** START DATA FOR THIS EXERCISE **

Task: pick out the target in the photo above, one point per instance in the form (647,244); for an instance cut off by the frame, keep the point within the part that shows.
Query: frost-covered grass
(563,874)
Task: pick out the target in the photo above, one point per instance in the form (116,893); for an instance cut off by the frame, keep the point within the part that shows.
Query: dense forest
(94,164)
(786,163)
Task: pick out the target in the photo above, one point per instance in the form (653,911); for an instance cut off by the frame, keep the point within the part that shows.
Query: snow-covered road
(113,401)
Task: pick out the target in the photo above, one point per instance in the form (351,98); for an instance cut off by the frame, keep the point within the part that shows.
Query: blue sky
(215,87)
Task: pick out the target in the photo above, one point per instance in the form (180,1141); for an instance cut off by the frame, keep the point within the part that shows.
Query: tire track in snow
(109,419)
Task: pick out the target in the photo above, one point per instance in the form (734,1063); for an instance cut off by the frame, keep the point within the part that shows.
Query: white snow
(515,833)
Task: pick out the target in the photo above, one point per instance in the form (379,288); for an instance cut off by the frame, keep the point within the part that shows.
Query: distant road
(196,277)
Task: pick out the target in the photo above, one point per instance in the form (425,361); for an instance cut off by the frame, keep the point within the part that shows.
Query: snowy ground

** END DATA FOR THIS EXERCISE **

# SET TASK
Arrange all of the rows above as a JSON list of strings, with each line as its own string and blank lines omitted.

# COMPLETE OUTPUT
[
  "Task: pick out the target in the photo above, one point per instance in the form (647,244); for an instance cut off by the frame, keep the point within the part that shows.",
  "Query: frost-covered grass",
  "(563,874)",
  "Task: pick out the target in the photo above, one point per instance in the form (116,893); for an instance cut off by the frame, keep the point within the part that shows.",
  "Query: dense forest",
  "(94,164)",
  "(786,163)",
  "Task: pick out the target in the photo above, one point per instance in the form (653,911); for an instance cut off by the frame, keep the point within the part that shows.",
  "Query: snow-covered road",
  "(113,401)",
  "Task: pick out the target in the photo above, one point per instance in the form (351,98); for an instance cut off by the frame, keep the point within the part that shows.",
  "Query: blue sky",
  "(215,87)",
  "Task: pick out the target in the photo above, one point per instance in the form (180,1141); for an instance cut off by the frame, keep the point within the part that shows.",
  "Query: tire track in snow",
  "(109,419)",
  "Task: pick out the target in the photo above, one point per instance in the form (734,1063); for an instance cut off by the frame, keep the point within the part that shows.",
  "Query: white snow",
  "(515,833)",
  "Task: pick out the target in the photo above, one point per instance in the form (379,288); for an instance cut off by the frame, keep the point within the part that shows.",
  "Query: distant road",
  "(196,277)",
  "Task: pick out the target in the photo above, one point per instance in the form (425,361); for an instance cut off by the frame, keep the point within the part that shows.",
  "Query: snowy ground"
]